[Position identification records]
____

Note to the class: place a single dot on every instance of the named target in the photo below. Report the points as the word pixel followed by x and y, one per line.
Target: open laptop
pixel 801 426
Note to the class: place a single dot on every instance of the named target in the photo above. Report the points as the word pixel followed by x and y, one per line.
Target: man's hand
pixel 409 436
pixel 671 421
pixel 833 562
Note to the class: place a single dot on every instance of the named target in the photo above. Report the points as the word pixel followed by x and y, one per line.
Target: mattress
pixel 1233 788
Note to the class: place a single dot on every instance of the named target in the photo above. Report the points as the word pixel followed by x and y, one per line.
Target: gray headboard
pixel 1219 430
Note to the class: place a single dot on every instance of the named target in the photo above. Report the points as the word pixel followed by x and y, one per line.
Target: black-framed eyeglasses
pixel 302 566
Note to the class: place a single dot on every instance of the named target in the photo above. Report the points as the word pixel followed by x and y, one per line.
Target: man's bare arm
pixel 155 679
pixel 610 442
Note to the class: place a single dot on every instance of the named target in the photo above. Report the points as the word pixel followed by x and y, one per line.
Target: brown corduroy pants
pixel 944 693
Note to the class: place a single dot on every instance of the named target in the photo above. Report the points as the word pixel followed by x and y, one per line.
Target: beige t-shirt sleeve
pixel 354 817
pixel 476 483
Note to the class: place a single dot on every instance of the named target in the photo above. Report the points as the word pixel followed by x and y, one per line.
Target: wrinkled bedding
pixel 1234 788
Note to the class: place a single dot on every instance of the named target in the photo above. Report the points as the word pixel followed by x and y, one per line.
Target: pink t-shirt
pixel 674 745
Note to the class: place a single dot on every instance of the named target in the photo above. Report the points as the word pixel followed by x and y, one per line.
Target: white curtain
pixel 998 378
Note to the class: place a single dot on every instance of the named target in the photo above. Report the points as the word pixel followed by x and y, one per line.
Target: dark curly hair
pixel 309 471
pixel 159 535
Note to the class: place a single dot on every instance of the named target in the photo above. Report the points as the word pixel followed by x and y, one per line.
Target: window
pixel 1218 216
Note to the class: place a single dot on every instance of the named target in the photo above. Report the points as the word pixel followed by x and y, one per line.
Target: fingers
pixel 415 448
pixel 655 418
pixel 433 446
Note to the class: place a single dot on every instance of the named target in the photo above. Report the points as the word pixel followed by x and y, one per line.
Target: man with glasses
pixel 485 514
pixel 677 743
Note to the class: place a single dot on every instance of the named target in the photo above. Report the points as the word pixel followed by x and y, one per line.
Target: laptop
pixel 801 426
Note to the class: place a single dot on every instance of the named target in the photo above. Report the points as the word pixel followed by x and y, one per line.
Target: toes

____

## Task goal
Identify every line of the records above that contains the word "shirt", and copy each of those lines. Case counts.

## Task response
Target: beige t-shirt sleeve
Target: pink t-shirt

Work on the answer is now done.